● Aim of the task
Can you convert the stretch from the line containing "Expected: a point inside each instance of the red stucco" through the line containing "point(278, 290)" into a Markdown table with the columns Row and Line, leaving out any blank lines?

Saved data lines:
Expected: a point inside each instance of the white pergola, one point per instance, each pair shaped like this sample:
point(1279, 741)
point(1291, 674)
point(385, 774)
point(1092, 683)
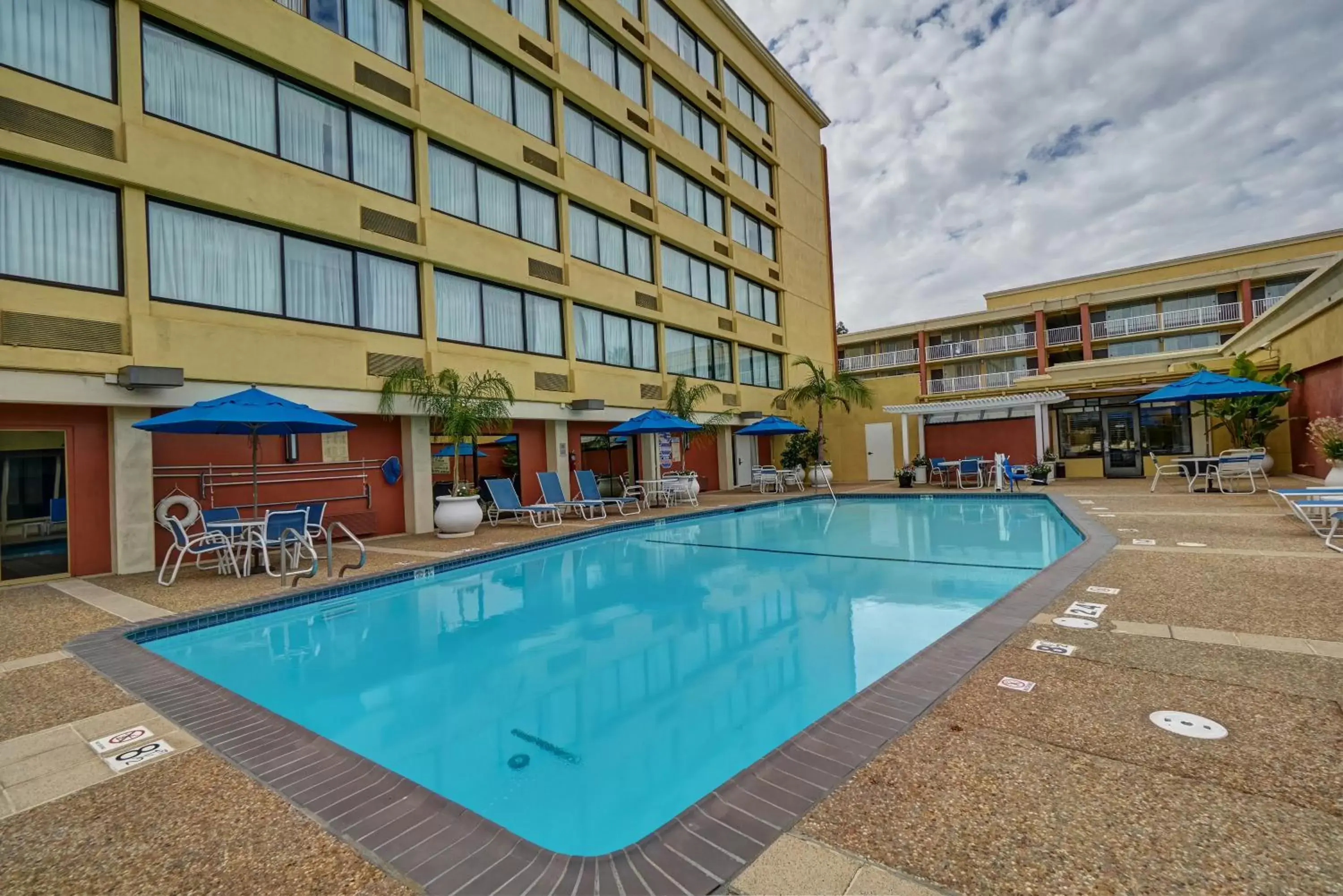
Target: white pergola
point(967, 407)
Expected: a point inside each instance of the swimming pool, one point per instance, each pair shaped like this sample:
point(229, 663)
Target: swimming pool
point(583, 694)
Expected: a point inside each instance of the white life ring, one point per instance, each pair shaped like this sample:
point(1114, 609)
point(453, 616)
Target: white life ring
point(188, 519)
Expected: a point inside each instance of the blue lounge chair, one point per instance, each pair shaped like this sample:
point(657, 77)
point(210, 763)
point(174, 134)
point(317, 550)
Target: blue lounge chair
point(589, 492)
point(504, 500)
point(554, 495)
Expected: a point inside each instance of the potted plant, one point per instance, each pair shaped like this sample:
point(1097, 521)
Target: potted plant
point(460, 407)
point(1326, 434)
point(826, 391)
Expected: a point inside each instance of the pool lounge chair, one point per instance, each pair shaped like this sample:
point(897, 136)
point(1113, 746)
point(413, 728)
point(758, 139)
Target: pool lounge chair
point(504, 500)
point(554, 495)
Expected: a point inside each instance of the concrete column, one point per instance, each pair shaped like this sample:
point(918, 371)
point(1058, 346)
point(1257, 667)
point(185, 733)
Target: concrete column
point(417, 475)
point(132, 492)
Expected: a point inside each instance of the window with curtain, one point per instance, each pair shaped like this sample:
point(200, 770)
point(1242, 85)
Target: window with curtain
point(685, 119)
point(219, 262)
point(700, 356)
point(757, 301)
point(684, 273)
point(593, 143)
point(748, 167)
point(610, 243)
point(64, 41)
point(742, 96)
point(599, 54)
point(465, 188)
point(483, 313)
point(210, 90)
point(530, 13)
point(684, 41)
point(457, 65)
point(58, 230)
point(750, 231)
point(688, 196)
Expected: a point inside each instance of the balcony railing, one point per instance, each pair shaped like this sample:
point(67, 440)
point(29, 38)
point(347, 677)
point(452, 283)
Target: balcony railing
point(883, 359)
point(988, 346)
point(1165, 321)
point(984, 380)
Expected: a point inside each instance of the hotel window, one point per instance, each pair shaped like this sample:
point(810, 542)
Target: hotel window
point(221, 262)
point(740, 94)
point(751, 233)
point(376, 25)
point(759, 301)
point(612, 339)
point(700, 356)
point(465, 188)
point(530, 13)
point(601, 55)
point(457, 65)
point(481, 313)
point(54, 230)
point(685, 119)
point(595, 144)
point(609, 243)
point(676, 34)
point(750, 167)
point(687, 274)
point(210, 90)
point(689, 198)
point(64, 41)
point(759, 368)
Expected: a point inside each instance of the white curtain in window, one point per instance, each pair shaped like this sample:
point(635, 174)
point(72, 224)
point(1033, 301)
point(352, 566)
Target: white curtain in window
point(503, 309)
point(58, 230)
point(62, 41)
point(319, 282)
point(210, 261)
point(544, 332)
point(207, 90)
point(389, 297)
point(382, 156)
point(313, 132)
point(381, 26)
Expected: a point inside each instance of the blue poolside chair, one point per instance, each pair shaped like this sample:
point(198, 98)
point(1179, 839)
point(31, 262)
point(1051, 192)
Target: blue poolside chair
point(504, 500)
point(554, 495)
point(590, 492)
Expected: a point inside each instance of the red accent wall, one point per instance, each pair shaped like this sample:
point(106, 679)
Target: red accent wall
point(88, 476)
point(1319, 394)
point(954, 441)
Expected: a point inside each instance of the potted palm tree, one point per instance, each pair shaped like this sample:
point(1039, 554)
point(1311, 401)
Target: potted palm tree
point(460, 407)
point(685, 401)
point(825, 391)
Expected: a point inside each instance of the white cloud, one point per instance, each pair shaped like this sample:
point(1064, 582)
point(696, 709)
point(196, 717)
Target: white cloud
point(986, 144)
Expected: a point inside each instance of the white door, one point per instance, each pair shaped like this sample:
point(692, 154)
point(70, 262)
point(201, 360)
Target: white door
point(881, 452)
point(744, 451)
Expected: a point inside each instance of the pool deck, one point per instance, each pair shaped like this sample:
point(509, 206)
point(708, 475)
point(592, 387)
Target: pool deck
point(1064, 789)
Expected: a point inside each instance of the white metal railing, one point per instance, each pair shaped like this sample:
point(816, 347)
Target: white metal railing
point(881, 359)
point(1064, 335)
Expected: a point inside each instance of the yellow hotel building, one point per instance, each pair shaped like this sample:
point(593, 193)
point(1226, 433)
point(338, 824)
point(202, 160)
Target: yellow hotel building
point(589, 196)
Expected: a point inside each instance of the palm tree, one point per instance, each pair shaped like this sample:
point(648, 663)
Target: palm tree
point(458, 407)
point(841, 390)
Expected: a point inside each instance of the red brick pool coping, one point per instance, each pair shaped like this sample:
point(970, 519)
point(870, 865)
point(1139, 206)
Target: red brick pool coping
point(446, 848)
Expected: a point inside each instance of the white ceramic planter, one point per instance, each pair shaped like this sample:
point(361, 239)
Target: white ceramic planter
point(457, 518)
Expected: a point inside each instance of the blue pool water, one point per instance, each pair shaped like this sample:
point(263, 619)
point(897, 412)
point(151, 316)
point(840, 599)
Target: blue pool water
point(634, 671)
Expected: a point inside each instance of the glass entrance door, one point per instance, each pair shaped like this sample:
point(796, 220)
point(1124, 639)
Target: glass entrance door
point(1123, 451)
point(34, 511)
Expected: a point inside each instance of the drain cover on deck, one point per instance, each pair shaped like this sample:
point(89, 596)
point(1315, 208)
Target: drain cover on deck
point(1188, 725)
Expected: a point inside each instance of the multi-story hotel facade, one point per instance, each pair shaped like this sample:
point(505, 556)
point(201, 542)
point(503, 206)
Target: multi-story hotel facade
point(587, 196)
point(1056, 367)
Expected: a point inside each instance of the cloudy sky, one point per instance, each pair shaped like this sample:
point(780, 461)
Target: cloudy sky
point(988, 144)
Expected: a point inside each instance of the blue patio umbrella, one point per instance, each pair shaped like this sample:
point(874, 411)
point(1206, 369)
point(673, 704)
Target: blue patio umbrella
point(773, 426)
point(250, 413)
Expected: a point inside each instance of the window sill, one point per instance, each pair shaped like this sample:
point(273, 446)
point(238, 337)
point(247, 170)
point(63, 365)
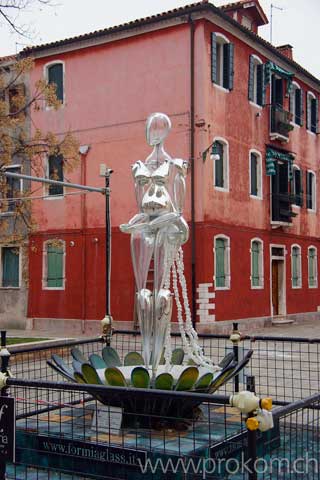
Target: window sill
point(54, 197)
point(256, 105)
point(221, 88)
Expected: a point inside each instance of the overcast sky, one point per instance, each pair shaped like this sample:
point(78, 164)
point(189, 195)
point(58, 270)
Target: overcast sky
point(297, 24)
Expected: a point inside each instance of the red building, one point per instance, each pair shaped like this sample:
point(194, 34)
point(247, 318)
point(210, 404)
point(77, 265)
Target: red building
point(244, 113)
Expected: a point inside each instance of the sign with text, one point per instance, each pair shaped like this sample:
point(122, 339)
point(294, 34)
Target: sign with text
point(7, 429)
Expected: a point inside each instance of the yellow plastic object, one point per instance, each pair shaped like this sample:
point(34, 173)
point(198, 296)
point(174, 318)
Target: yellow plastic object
point(266, 404)
point(252, 423)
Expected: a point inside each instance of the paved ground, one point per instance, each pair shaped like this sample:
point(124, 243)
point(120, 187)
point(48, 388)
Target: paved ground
point(309, 329)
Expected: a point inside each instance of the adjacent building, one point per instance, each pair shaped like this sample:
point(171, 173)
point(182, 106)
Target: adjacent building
point(244, 114)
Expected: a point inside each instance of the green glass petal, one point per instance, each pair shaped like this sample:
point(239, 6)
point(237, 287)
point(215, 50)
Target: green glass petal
point(204, 381)
point(61, 372)
point(187, 379)
point(111, 357)
point(140, 377)
point(177, 356)
point(78, 355)
point(90, 375)
point(226, 360)
point(97, 361)
point(115, 377)
point(133, 358)
point(164, 381)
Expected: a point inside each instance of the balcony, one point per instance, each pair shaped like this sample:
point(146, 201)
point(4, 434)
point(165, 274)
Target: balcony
point(280, 123)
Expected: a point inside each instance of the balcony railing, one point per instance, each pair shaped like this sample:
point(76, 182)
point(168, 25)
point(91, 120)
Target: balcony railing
point(280, 123)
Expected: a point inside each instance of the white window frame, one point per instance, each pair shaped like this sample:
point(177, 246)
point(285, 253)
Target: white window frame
point(260, 266)
point(259, 196)
point(225, 144)
point(20, 266)
point(46, 195)
point(310, 96)
point(45, 264)
point(46, 76)
point(299, 267)
point(314, 192)
point(11, 167)
point(227, 264)
point(292, 100)
point(257, 61)
point(221, 40)
point(312, 247)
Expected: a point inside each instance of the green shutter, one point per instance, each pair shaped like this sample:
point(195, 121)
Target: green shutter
point(55, 75)
point(254, 175)
point(54, 266)
point(251, 79)
point(295, 269)
point(214, 58)
point(10, 267)
point(220, 250)
point(255, 254)
point(312, 267)
point(260, 85)
point(218, 166)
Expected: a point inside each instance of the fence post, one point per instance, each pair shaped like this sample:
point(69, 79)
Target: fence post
point(235, 338)
point(252, 436)
point(5, 356)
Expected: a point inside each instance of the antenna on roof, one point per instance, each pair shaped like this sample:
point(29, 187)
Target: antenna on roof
point(272, 7)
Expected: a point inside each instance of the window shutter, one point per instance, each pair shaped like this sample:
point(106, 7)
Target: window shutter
point(220, 250)
point(10, 267)
point(214, 58)
point(253, 166)
point(251, 79)
point(55, 75)
point(228, 61)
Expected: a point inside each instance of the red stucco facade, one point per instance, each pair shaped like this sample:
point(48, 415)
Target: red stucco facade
point(110, 89)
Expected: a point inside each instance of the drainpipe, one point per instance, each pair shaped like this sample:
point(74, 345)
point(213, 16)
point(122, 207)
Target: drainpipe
point(192, 159)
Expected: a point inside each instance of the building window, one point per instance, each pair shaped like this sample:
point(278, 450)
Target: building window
point(55, 172)
point(10, 267)
point(257, 280)
point(312, 267)
point(220, 156)
point(296, 277)
point(256, 86)
point(311, 190)
point(222, 262)
point(55, 76)
point(296, 104)
point(296, 187)
point(11, 189)
point(312, 112)
point(222, 59)
point(54, 265)
point(255, 174)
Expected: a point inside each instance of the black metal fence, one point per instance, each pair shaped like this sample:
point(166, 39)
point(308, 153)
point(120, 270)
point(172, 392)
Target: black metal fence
point(63, 432)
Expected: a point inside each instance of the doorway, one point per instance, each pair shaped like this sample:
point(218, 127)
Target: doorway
point(278, 290)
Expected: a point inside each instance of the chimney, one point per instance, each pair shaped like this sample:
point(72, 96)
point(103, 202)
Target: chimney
point(286, 50)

● Solved problem
| Row | Line |
|---|---|
| 1 | Expected: a point inside each instance of the red stucco facade, one point per instance, each pair shaped like this sample: |
| 2 | point(48, 415) |
| 3 | Target: red stucco facade |
| 4 | point(110, 89) |
| 5 | Expected: a point inside each instance of the drainpipe, one point per instance, each pair shaped like this sample: |
| 6 | point(74, 345) |
| 7 | point(213, 16) |
| 8 | point(122, 207) |
| 9 | Target: drainpipe |
| 10 | point(192, 159) |
| 11 | Expected: a point inside each instance of the building window, one point per instance, each pair shaped like this sample: |
| 12 | point(278, 450) |
| 13 | Target: building window |
| 14 | point(55, 172) |
| 15 | point(10, 267) |
| 16 | point(257, 280) |
| 17 | point(312, 267) |
| 18 | point(220, 156) |
| 19 | point(296, 277) |
| 20 | point(256, 86) |
| 21 | point(311, 190) |
| 22 | point(222, 262) |
| 23 | point(55, 76) |
| 24 | point(296, 104) |
| 25 | point(296, 187) |
| 26 | point(11, 189) |
| 27 | point(312, 112) |
| 28 | point(222, 59) |
| 29 | point(54, 265) |
| 30 | point(255, 174) |
| 31 | Expected: a point inside each instance of the black metal fence, one point per instance, each pair shaped like this sample: |
| 32 | point(166, 39) |
| 33 | point(308, 153) |
| 34 | point(120, 270) |
| 35 | point(172, 392) |
| 36 | Target: black metal fence |
| 37 | point(63, 432) |
| 38 | Expected: a point inside each instance of the doorway, one point per instance, each pair shaped like this sample: |
| 39 | point(218, 127) |
| 40 | Target: doorway |
| 41 | point(278, 290) |